───── GIVEN RECORDS ─────
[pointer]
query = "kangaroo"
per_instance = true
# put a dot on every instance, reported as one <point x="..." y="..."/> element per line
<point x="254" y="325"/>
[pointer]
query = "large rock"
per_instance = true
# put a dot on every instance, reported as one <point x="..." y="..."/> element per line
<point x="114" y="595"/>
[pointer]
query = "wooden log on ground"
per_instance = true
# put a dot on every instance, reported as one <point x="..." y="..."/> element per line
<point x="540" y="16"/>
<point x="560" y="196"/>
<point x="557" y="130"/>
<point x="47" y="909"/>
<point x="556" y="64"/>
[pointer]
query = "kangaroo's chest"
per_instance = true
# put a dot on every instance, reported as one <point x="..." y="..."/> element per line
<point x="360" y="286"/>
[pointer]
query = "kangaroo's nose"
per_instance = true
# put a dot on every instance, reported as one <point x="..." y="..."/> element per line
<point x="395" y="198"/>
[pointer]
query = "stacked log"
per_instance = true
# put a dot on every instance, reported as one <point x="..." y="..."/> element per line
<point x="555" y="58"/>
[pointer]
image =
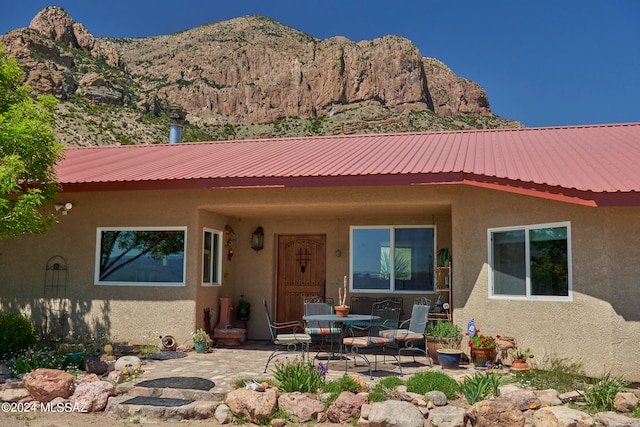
─────
**WHAT THIS TASK INVOLVES:** Scan the records above and count the lines that contain "query". No text besides the count.

**TASK ANSWER:** 6